** BEGIN Supplied entries **

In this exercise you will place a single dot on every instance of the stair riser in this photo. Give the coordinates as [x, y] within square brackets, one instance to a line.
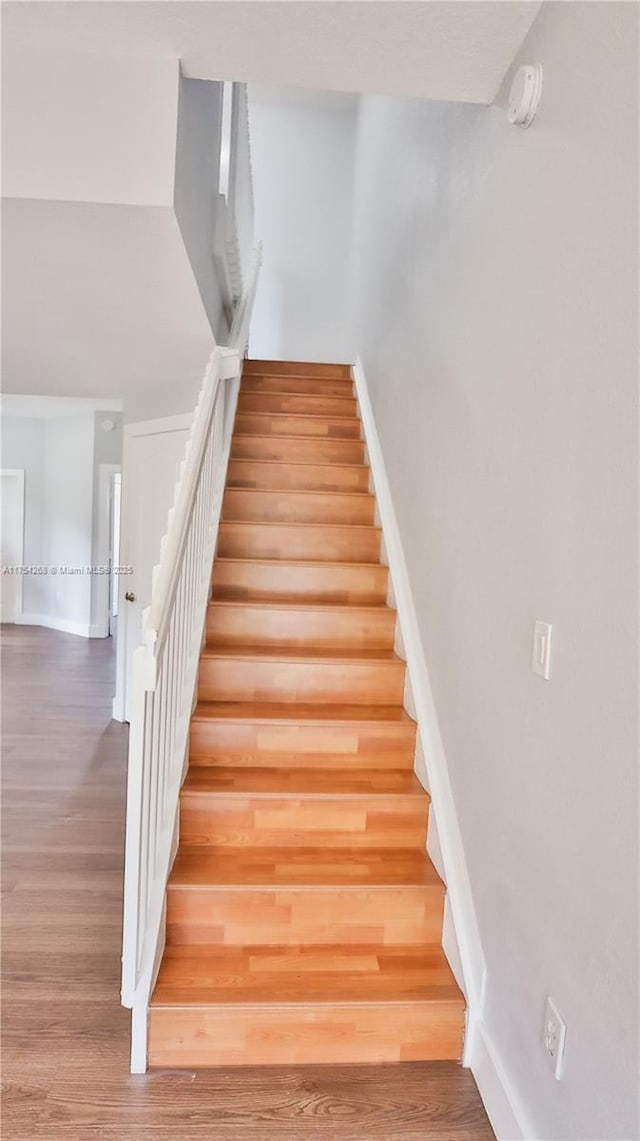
[372, 744]
[225, 679]
[283, 450]
[320, 386]
[292, 542]
[298, 476]
[291, 822]
[285, 582]
[298, 507]
[305, 1033]
[296, 369]
[283, 425]
[321, 916]
[302, 403]
[347, 629]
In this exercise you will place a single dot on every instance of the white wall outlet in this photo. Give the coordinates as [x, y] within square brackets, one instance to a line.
[553, 1036]
[542, 649]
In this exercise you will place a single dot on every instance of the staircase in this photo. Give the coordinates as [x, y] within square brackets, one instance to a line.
[304, 917]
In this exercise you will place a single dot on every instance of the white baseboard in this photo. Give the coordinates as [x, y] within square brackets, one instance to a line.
[503, 1108]
[81, 629]
[459, 889]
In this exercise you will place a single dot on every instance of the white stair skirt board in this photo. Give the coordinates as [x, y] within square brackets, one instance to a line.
[464, 939]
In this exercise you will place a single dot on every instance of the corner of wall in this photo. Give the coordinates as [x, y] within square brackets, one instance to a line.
[464, 933]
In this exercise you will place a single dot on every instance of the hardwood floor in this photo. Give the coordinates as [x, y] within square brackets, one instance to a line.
[65, 1037]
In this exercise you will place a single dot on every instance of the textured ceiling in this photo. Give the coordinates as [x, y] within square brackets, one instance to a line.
[454, 50]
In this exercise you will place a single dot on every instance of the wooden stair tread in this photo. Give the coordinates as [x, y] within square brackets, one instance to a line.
[281, 564]
[299, 415]
[300, 463]
[294, 604]
[304, 492]
[302, 783]
[307, 367]
[314, 526]
[296, 712]
[286, 653]
[302, 867]
[273, 437]
[207, 976]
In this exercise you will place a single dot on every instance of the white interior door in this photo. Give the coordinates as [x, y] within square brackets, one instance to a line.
[153, 452]
[11, 542]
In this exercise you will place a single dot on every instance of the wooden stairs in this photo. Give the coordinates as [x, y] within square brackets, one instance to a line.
[304, 916]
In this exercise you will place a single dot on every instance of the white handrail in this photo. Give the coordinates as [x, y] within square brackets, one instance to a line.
[165, 670]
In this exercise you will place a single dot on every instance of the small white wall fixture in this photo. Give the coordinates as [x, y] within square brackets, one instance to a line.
[525, 95]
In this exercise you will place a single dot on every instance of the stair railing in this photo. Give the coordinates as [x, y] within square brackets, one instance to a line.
[164, 672]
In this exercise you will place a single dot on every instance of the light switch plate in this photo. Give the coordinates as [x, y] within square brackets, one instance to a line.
[542, 649]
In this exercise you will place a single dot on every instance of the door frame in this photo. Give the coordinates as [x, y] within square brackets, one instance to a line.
[103, 551]
[18, 475]
[178, 422]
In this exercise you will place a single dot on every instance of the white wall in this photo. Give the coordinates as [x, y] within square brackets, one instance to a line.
[197, 161]
[302, 174]
[86, 127]
[57, 456]
[23, 446]
[495, 283]
[67, 510]
[107, 448]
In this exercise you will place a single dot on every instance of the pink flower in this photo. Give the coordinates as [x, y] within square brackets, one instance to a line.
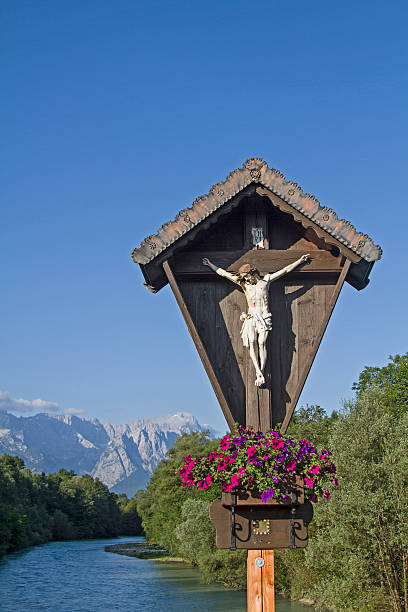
[234, 480]
[277, 444]
[221, 466]
[224, 444]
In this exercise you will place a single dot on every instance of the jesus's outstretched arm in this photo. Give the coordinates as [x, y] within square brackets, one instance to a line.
[272, 277]
[220, 271]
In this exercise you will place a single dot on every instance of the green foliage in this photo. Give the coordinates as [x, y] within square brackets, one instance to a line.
[160, 504]
[196, 536]
[312, 423]
[178, 519]
[392, 379]
[35, 508]
[360, 546]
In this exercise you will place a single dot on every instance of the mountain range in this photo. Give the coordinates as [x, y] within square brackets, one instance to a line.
[121, 456]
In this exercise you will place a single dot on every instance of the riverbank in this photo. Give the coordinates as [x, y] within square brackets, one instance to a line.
[143, 550]
[151, 552]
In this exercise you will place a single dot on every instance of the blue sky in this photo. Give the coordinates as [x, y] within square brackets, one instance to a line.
[115, 115]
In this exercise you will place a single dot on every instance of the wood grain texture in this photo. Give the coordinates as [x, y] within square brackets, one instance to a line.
[268, 581]
[199, 344]
[267, 260]
[277, 520]
[322, 308]
[254, 582]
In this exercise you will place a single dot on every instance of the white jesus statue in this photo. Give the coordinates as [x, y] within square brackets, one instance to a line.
[257, 322]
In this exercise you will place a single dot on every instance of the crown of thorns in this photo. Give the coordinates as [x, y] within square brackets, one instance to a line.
[246, 269]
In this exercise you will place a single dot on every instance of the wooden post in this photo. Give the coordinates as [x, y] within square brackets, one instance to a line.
[260, 581]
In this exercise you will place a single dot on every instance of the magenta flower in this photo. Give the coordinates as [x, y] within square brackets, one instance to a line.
[224, 444]
[277, 444]
[246, 449]
[234, 480]
[291, 466]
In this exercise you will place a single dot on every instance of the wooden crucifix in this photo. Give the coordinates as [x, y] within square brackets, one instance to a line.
[256, 267]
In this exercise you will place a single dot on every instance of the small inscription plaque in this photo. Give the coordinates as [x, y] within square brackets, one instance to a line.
[261, 527]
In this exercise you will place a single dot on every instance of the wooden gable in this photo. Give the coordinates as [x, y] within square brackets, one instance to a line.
[301, 302]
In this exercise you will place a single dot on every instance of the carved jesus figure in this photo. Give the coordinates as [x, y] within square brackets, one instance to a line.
[257, 322]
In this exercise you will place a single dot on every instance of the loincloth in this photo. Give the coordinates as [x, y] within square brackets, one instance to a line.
[255, 323]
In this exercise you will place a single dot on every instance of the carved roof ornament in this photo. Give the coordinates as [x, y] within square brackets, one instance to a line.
[256, 171]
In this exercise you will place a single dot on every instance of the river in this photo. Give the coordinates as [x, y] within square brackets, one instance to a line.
[79, 576]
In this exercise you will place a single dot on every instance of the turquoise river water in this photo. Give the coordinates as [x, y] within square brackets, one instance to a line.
[81, 577]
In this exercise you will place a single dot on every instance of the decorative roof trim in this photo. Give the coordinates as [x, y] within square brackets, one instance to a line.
[256, 170]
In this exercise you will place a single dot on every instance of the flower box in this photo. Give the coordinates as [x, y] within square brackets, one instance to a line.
[251, 497]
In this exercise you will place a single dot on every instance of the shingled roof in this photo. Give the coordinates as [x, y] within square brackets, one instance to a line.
[256, 171]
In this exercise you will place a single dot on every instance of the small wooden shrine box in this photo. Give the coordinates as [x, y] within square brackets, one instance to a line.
[256, 216]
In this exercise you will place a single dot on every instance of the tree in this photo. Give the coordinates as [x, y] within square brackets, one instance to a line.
[392, 379]
[359, 553]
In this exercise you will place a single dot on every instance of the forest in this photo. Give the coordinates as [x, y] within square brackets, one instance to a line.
[38, 508]
[357, 557]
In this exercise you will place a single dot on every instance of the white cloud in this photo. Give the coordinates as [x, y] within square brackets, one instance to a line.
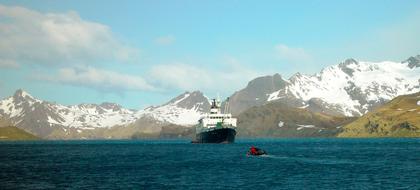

** END Supplied entries **

Description of the task: Format the records as a Markdown table with the columns Row and Entry, starting with the line containing "of the tree" and going on through the end of the records. Number each row, skip blank lines, and leave the pictures out.

Full response:
| Row | Entry |
|---|---|
| 1 | In this exercise you will place a single dot on every instance of the tree in this photo. Give the coordinates as [x, y] within square brackets, one instance to a line. |
| 2 | [392, 379] |
| 3 | [359, 553] |
| 4 | In this exercise you will place a single dot on every instance of the forest in this photo. Give the coordinates as [x, y] within square brackets, one instance to a line. |
| 5 | [38, 508] |
| 6 | [357, 557] |
| 7 | In this exercise you will place a single dot on every instance of the white cloud in this photo. Give the coordinates as [x, y] within square brackets, one instance to a line. |